[作業内容]:
1. 映画紹介文によると、ノラとヘソンは何歳までソウルで共に育ったか。
2. 映画紹介文の最後の文に続く部分を書いてください。

───── 読解用抜粋 ─────

パスト ライブス/再会(2023年製作の映画)
4.8


オスカー候補にもなったラブストーリー。

12歳までソウルで共に育ったノラとヘソン。しかし、ノラは移民としてカナダに渡ってしまう。12年後にインターネットを介して再びつながった2人だったが再会することはなく、さらに12年の時が流れて……。

ものすごーくエモーショナルな作品。ラブストーリーなのは間違いないのだが、もっと大きな視点で「人生」を描いていた。

作家になるという夢を抱く行動的なノラと、堅実な生き方を選ぼうとするヘソン。12歳のとき強烈に惹かれ合ったふたりにとって、互いは常に大切な存在であり続けたが、物理的に離れていた24年間が決定的にふたりの間に存在しているわけで。おそらくこの映画は年齢を重ねれば重ねるほど響くんじゃないかと思う。

───── 表示データ ─────

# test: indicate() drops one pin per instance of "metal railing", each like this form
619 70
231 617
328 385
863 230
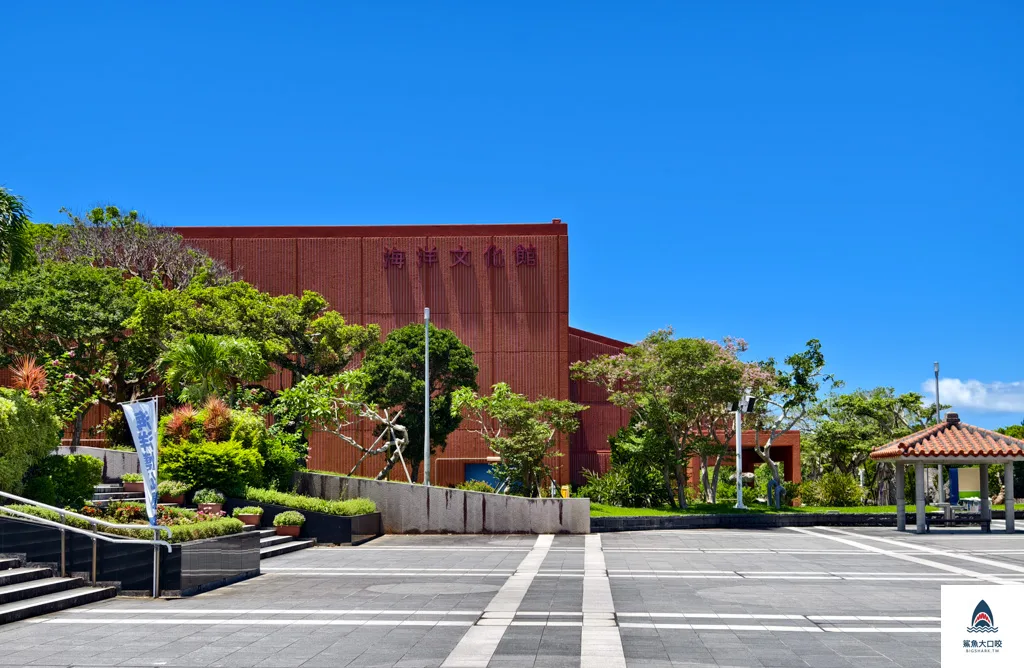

─────

[演習結果]:
1. 12歳まで。

2.
本作には「イニョン」という考え方が出てくる。端的に言うと「運命」という意味だけれど、いわゆる運命のニュアンスとはちょっと違う。現世で少しすれ違っただけの関係にも「縁」を見出し、何度も繰り返されてきた前世から繋がっているのだという感覚なのだそう(たぶん)。なんというか、本作は「運命の赤い糸」といったベタベタの運命論で結ばれるか結ばれないかを論じてはいないんだよね。いくつもの前世といくつもの来世の間にある現世で、どんな風に関わっていくのかを描いているというか。扱っている概念がもっと広くて、単純な恋愛にまとめることはできない。

私は、特にノラに強く感情移入してしまった。この映画を観ると誰でも自分語りをしたくなると思うので私もするが、私は自分でもかなり熱しやすい方だと思っている。恋愛感情に限らず何かに熱中すると、常に白昼夢を見ているような状態になって生活全体のバランスが崩れてしまう。私は自分の人生を自分でコントロールしたいと考えているため、その状態は望ましくない。だから、自分がそういう状態になっていると感じたらその対象から距離を取る、ということを繰り返してきた。逆に、そういうときにとことんまで熱中して失敗して激しく後悔して、ということを繰り返してきた人もいるだろう。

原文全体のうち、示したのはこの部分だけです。